◆ Task brief
Could you transcribe the brake dust thread word for word, beginning at "## Envious Eric" and stopping after "(Mar 6, 2006)"?
* START Page *
# What not to use for brake dust!



## cali311soca (Oct 24, 2009)

*What not to use on rims for cooked on brake dust!*

:thumbdwn:

I took someone's advice on this forum and used oven cleaner to get the cooked on brake dust from previous owner. Well, it worked...just maybe a little too well. It ate the clear coating off my rims  So my future advice to everyone who reads this, don't listen to that prick who said use oven cleaner.


----------



## Envious Eric (Dec 2, 2009)

lol...I would have told you not to!!!!

are you going to have them re-cleared? or maybe even powder coated?


----------



## dboy11 (Mar 6, 2006)

cali311soca said:


> :thumbdwn:
> 
> I took someone's advice on this forum and used oven cleaner to get the cooked on brake dust from previous owner. Well, it worked...just maybe a little too well. It ate the clear coating off my rims  So my future advice to everyone who reads this, don't listen to that prick who said use oven cleaner.


I'm really sorry to hear that you this happened. I post on this forum a lot in the detailing section. I try my best to give good advice, based on hands on experience and years in detailing.

I maybe preaching here but, unless you've had hands on experience and can explain the process and UNDERSTAND the reaction of the chemical, for GOD'S don't make a suggestion

I know that there are plenty that have read about a solution but not actually done it..there is a huge difference.

How bad is the damage, can you post some pics and lets see if there is a fix for them


----------



## cali311soca (Oct 24, 2009)
* END Page *
* START Extracted records *
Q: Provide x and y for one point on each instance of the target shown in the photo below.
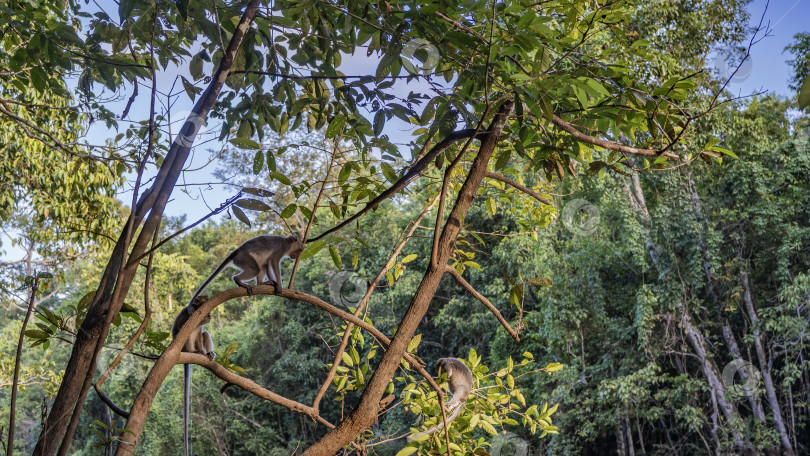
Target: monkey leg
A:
(237, 279)
(208, 346)
(271, 278)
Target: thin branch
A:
(514, 184)
(335, 149)
(610, 145)
(350, 326)
(452, 271)
(13, 409)
(250, 386)
(221, 208)
(109, 403)
(406, 179)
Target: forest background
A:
(661, 307)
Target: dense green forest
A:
(580, 208)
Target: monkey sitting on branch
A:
(260, 256)
(198, 342)
(459, 381)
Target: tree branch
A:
(406, 179)
(350, 326)
(452, 271)
(522, 188)
(610, 145)
(250, 386)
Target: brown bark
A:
(173, 355)
(365, 413)
(764, 366)
(15, 380)
(117, 279)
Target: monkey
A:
(459, 380)
(259, 256)
(198, 342)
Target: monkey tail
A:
(456, 412)
(186, 408)
(213, 275)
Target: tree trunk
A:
(117, 279)
(365, 414)
(765, 368)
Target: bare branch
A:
(610, 145)
(522, 188)
(250, 386)
(350, 326)
(406, 179)
(452, 271)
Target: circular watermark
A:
(347, 288)
(748, 373)
(732, 67)
(419, 56)
(802, 139)
(508, 445)
(191, 125)
(580, 217)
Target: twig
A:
(406, 179)
(350, 326)
(452, 271)
(31, 299)
(522, 188)
(250, 386)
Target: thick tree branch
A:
(365, 413)
(514, 184)
(610, 145)
(250, 386)
(360, 307)
(117, 278)
(172, 354)
(452, 271)
(406, 179)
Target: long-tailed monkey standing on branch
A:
(459, 380)
(198, 342)
(260, 256)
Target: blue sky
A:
(767, 71)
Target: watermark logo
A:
(746, 372)
(802, 139)
(347, 288)
(580, 217)
(732, 67)
(419, 56)
(508, 445)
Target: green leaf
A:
(125, 9)
(389, 172)
(258, 192)
(289, 210)
(252, 204)
(258, 162)
(245, 143)
(414, 343)
(503, 159)
(39, 78)
(804, 94)
(335, 127)
(312, 248)
(379, 122)
(333, 252)
(407, 450)
(280, 177)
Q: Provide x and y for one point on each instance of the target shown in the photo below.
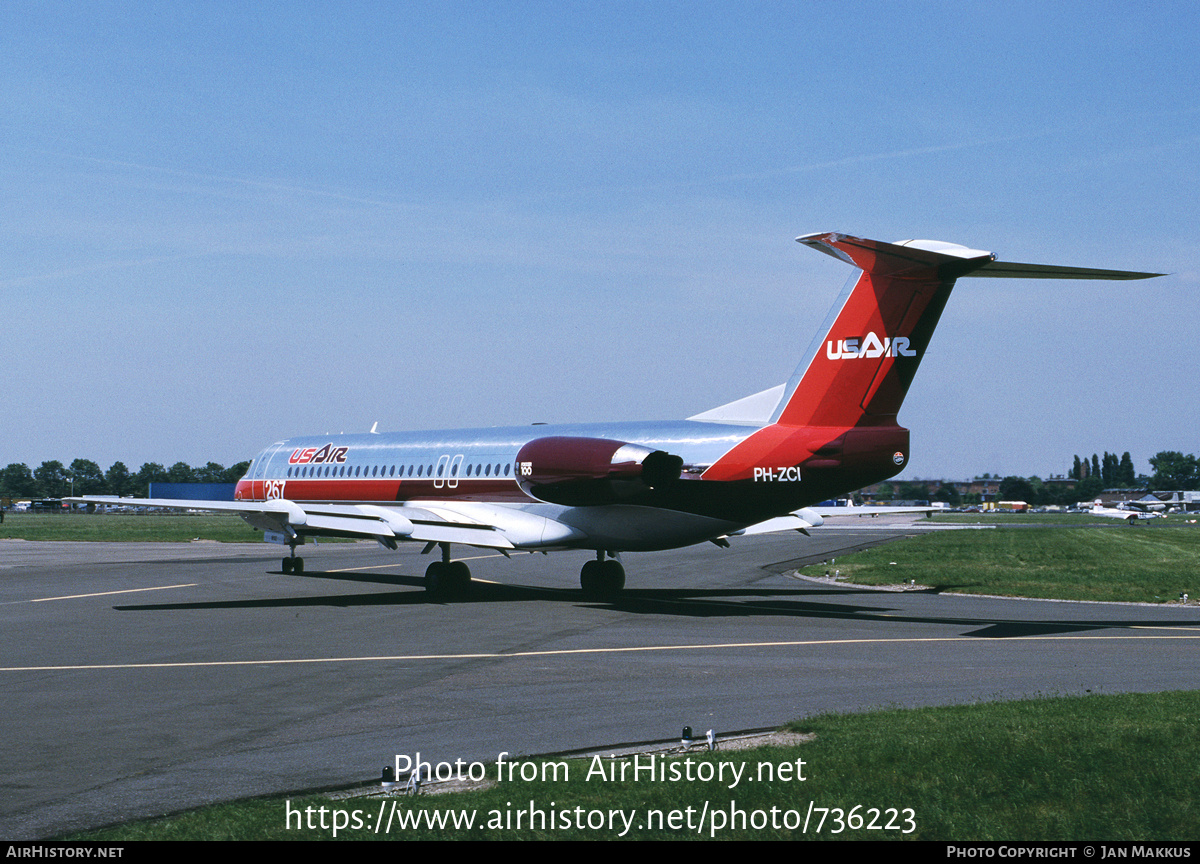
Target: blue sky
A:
(229, 223)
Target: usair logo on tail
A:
(871, 347)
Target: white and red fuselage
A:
(754, 465)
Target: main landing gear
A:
(603, 580)
(293, 564)
(447, 577)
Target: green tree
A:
(52, 479)
(210, 473)
(1089, 487)
(1174, 471)
(120, 481)
(235, 472)
(949, 495)
(149, 473)
(88, 478)
(17, 481)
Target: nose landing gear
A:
(447, 579)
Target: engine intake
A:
(582, 472)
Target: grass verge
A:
(157, 526)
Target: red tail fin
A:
(859, 369)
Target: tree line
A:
(1173, 472)
(52, 479)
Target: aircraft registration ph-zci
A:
(754, 466)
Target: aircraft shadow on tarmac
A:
(694, 603)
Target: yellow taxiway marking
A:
(559, 652)
(125, 591)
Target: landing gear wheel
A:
(459, 575)
(589, 579)
(445, 580)
(435, 579)
(601, 580)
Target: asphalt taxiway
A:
(143, 679)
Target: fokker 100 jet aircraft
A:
(753, 466)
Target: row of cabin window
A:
(421, 471)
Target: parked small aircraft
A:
(756, 465)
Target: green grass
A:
(1149, 563)
(1084, 768)
(148, 527)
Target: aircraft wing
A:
(462, 522)
(798, 520)
(873, 510)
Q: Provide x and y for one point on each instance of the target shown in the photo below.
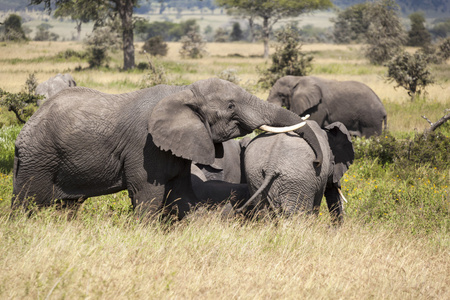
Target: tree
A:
(193, 45)
(418, 36)
(271, 11)
(13, 28)
(236, 32)
(43, 33)
(350, 24)
(410, 72)
(80, 11)
(385, 35)
(288, 59)
(124, 8)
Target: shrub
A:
(13, 30)
(22, 104)
(44, 34)
(410, 72)
(428, 149)
(155, 46)
(385, 35)
(288, 59)
(193, 44)
(99, 43)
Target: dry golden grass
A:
(209, 258)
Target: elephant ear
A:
(177, 124)
(305, 95)
(342, 148)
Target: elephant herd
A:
(174, 148)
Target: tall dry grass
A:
(205, 257)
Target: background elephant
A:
(53, 85)
(326, 101)
(83, 143)
(280, 174)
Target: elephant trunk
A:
(280, 117)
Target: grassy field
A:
(395, 242)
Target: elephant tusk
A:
(281, 129)
(342, 195)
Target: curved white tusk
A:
(281, 129)
(342, 195)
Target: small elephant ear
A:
(177, 125)
(305, 95)
(342, 148)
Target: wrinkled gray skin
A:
(227, 164)
(53, 85)
(83, 143)
(281, 177)
(217, 193)
(350, 102)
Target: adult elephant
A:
(326, 101)
(281, 177)
(226, 165)
(83, 143)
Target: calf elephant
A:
(280, 174)
(53, 85)
(352, 103)
(83, 143)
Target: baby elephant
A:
(281, 175)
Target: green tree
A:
(236, 32)
(80, 11)
(13, 28)
(410, 72)
(350, 24)
(193, 45)
(288, 58)
(271, 11)
(418, 36)
(385, 35)
(124, 8)
(43, 33)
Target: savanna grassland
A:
(394, 244)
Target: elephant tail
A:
(267, 180)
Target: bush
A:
(22, 104)
(193, 44)
(99, 43)
(426, 149)
(385, 35)
(410, 72)
(155, 46)
(288, 59)
(13, 30)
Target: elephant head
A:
(190, 122)
(307, 92)
(279, 171)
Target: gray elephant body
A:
(279, 171)
(54, 85)
(326, 101)
(227, 164)
(83, 143)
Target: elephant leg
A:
(147, 200)
(335, 205)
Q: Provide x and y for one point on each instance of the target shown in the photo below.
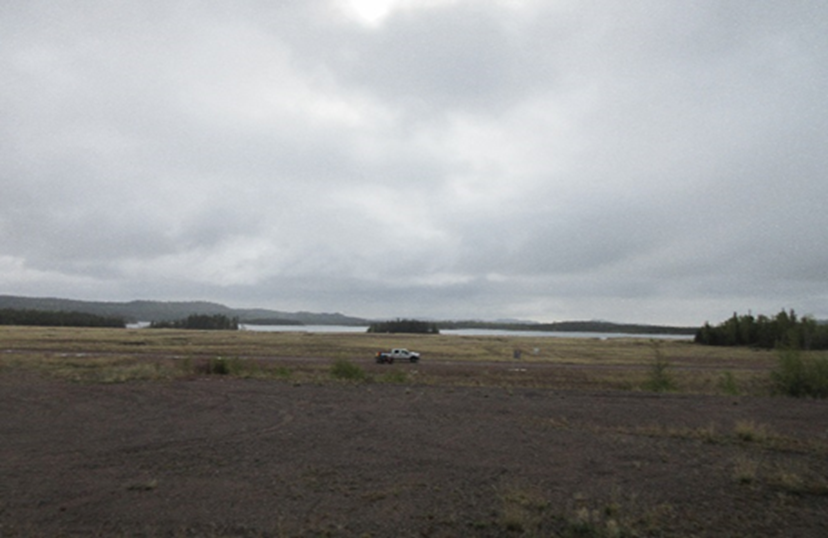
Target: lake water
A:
(464, 332)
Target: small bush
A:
(800, 376)
(346, 370)
(659, 379)
(728, 385)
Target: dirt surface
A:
(230, 457)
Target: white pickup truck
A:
(399, 354)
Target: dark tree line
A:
(207, 322)
(404, 326)
(57, 318)
(783, 330)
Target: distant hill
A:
(569, 326)
(135, 311)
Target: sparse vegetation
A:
(347, 371)
(58, 318)
(800, 376)
(659, 379)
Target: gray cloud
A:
(640, 162)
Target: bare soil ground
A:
(219, 456)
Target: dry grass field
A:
(150, 433)
(114, 355)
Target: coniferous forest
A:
(785, 330)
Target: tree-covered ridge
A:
(785, 329)
(404, 326)
(53, 318)
(216, 322)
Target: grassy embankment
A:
(117, 355)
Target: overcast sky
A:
(640, 161)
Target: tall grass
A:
(800, 376)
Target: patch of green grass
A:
(750, 432)
(728, 384)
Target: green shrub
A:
(799, 376)
(346, 370)
(659, 379)
(728, 385)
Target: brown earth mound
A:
(230, 457)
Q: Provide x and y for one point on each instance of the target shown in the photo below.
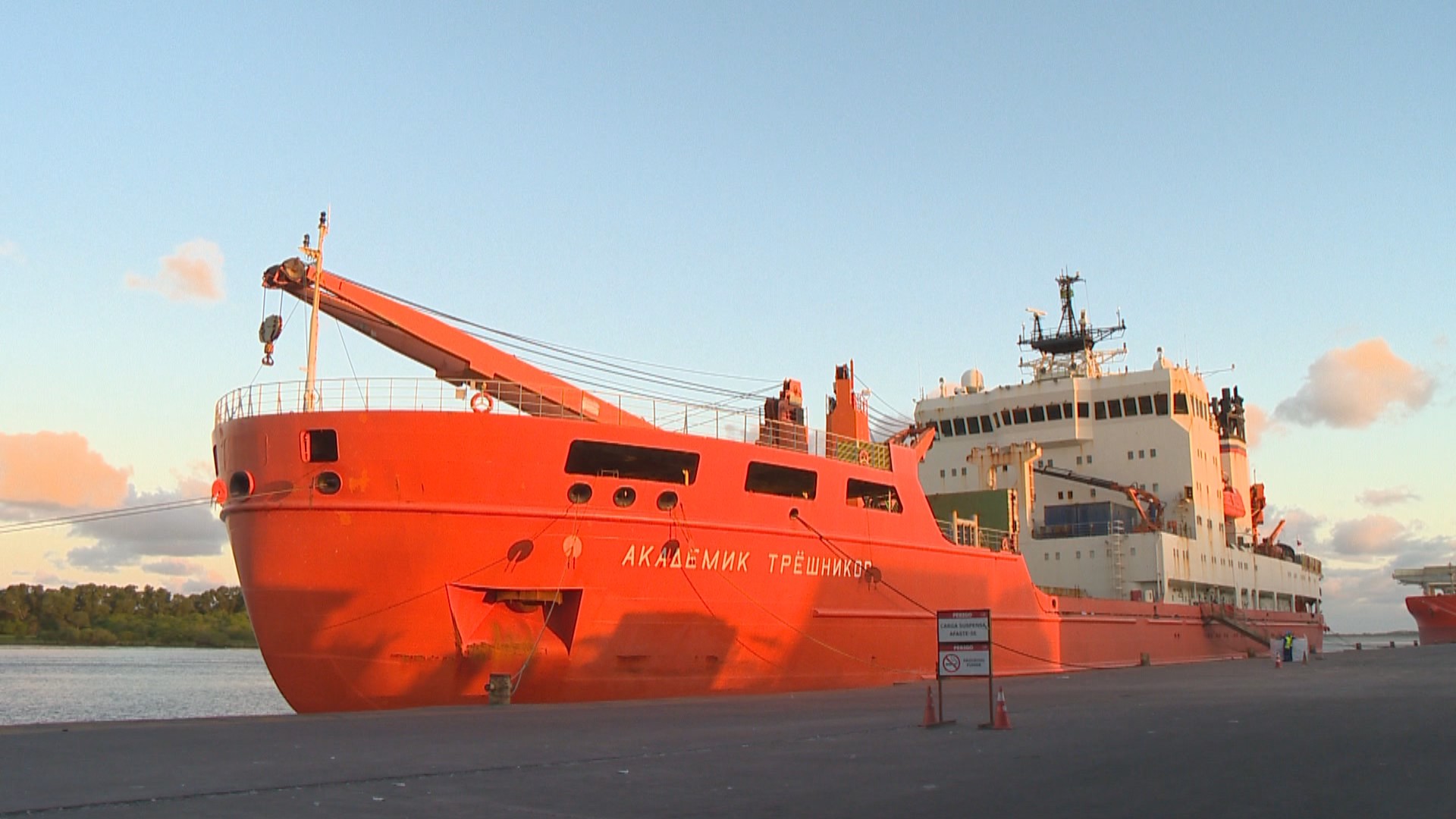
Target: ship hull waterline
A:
(450, 551)
(1435, 618)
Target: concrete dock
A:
(1357, 733)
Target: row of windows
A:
(1155, 404)
(1091, 554)
(676, 466)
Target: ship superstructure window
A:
(774, 480)
(319, 447)
(871, 496)
(632, 463)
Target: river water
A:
(41, 684)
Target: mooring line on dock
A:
(422, 776)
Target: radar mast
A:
(1069, 352)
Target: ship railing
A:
(965, 532)
(1075, 529)
(510, 398)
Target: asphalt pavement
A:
(1357, 733)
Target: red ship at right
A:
(1435, 608)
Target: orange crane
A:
(1147, 503)
(456, 356)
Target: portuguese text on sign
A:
(971, 626)
(965, 643)
(965, 661)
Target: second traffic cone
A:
(1001, 720)
(929, 710)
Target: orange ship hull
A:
(446, 550)
(1435, 617)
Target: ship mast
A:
(1071, 350)
(316, 257)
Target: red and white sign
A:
(968, 626)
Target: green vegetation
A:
(124, 615)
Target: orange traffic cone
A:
(1001, 720)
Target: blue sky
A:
(756, 188)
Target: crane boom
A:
(1147, 503)
(452, 353)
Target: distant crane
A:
(1147, 506)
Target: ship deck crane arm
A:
(453, 354)
(1147, 506)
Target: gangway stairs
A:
(1117, 538)
(1225, 615)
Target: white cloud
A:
(1356, 387)
(193, 273)
(1388, 497)
(41, 472)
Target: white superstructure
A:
(1138, 485)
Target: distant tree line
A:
(124, 615)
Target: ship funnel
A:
(973, 381)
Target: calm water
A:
(41, 684)
(1367, 642)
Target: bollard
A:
(500, 689)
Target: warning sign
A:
(965, 661)
(971, 626)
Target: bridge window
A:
(632, 463)
(774, 480)
(873, 496)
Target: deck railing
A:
(431, 395)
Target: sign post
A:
(965, 649)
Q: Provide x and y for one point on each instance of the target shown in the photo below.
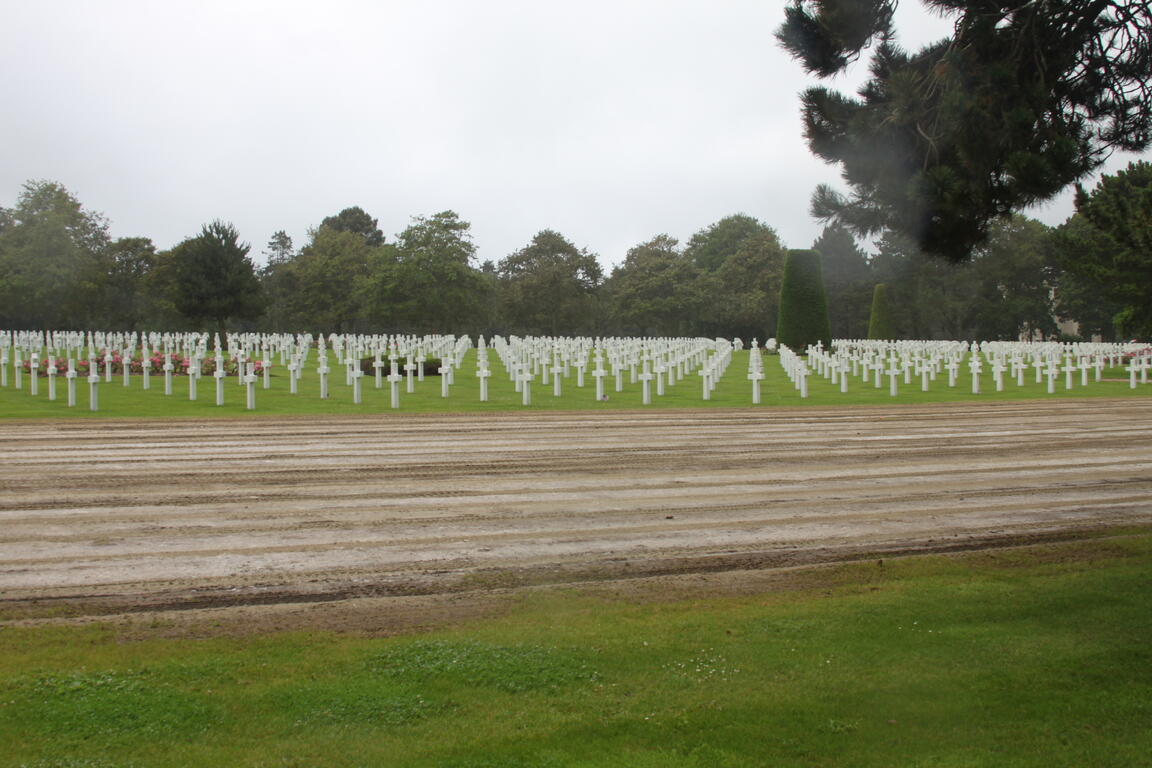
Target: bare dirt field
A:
(385, 522)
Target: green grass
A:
(1021, 658)
(734, 390)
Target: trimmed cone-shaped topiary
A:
(879, 325)
(803, 317)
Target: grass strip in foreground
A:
(1033, 656)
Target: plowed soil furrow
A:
(130, 515)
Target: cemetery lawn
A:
(734, 390)
(1027, 656)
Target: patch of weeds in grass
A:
(512, 668)
(503, 762)
(339, 708)
(705, 666)
(76, 762)
(106, 706)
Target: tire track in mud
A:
(139, 515)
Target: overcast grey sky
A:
(607, 121)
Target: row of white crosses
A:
(651, 363)
(927, 359)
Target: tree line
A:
(60, 268)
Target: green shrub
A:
(879, 325)
(803, 317)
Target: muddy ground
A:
(391, 522)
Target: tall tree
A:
(279, 249)
(1014, 282)
(328, 281)
(715, 243)
(277, 280)
(128, 301)
(52, 264)
(1120, 265)
(652, 293)
(1080, 296)
(214, 279)
(442, 290)
(745, 290)
(551, 287)
(847, 281)
(356, 220)
(1022, 100)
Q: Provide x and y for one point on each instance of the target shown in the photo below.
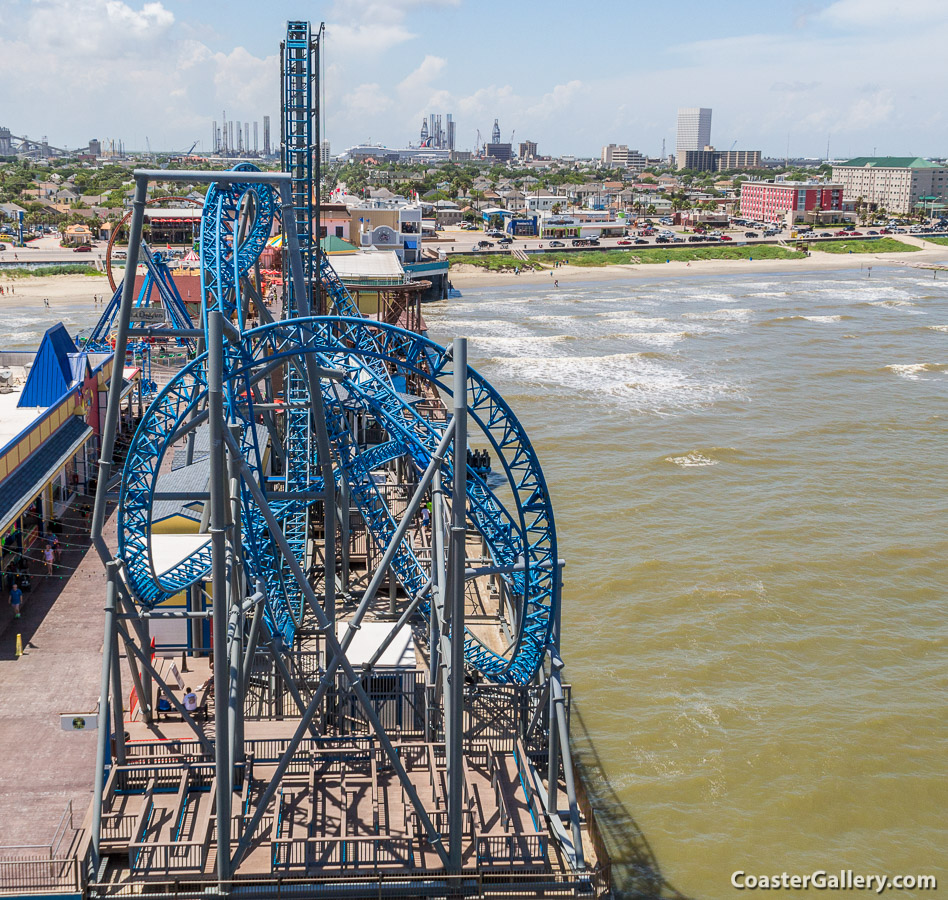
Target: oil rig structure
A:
(366, 589)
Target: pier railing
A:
(482, 886)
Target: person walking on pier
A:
(16, 598)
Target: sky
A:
(863, 76)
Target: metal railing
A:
(483, 886)
(39, 876)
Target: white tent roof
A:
(368, 264)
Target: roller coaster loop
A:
(519, 533)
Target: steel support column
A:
(218, 522)
(454, 694)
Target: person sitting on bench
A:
(190, 700)
(164, 705)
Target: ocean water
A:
(749, 482)
(749, 479)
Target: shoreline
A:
(72, 289)
(470, 276)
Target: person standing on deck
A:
(16, 598)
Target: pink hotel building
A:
(768, 201)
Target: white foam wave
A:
(632, 380)
(722, 315)
(691, 459)
(653, 338)
(914, 371)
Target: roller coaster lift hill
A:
(257, 552)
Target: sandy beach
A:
(33, 290)
(463, 275)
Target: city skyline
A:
(790, 81)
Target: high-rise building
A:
(615, 156)
(710, 160)
(694, 129)
(500, 152)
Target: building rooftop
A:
(890, 162)
(368, 264)
(15, 419)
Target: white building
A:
(535, 203)
(694, 128)
(898, 184)
(619, 156)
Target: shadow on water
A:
(636, 874)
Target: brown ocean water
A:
(749, 479)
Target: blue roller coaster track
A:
(518, 531)
(523, 534)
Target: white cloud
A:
(366, 100)
(883, 14)
(420, 80)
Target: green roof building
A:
(898, 184)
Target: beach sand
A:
(470, 276)
(32, 290)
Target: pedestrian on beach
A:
(16, 598)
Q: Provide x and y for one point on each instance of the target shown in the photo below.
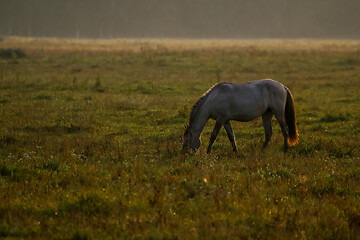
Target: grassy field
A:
(91, 132)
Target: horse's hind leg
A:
(267, 127)
(230, 134)
(284, 131)
(214, 134)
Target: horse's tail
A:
(290, 118)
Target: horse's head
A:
(191, 142)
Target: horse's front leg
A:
(230, 134)
(214, 134)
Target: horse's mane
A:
(199, 103)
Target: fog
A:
(181, 18)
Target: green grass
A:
(91, 132)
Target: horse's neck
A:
(199, 123)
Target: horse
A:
(242, 102)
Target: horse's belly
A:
(245, 117)
(248, 112)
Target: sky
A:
(181, 18)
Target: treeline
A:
(181, 18)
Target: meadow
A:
(91, 133)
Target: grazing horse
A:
(242, 102)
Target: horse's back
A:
(245, 101)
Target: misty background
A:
(181, 18)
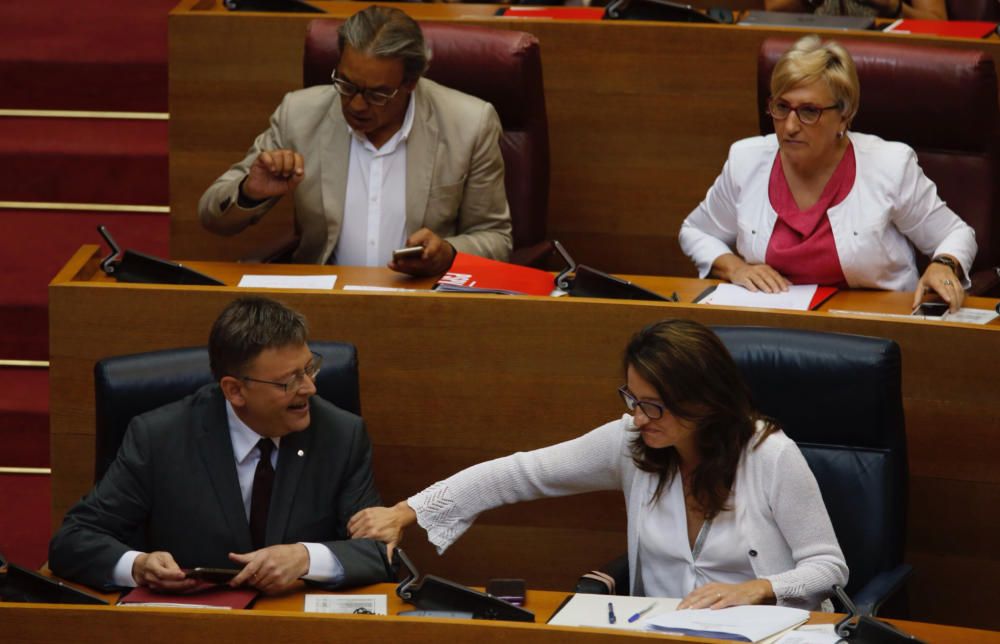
* END Extracted records *
◆ Expected answer
## Envious Eric (Dec 2, 2009)

lol...I would have told you not to!!!!

are you going to have them re-cleared? or maybe even powder coated?


----------



## dboy11 (Mar 6, 2006)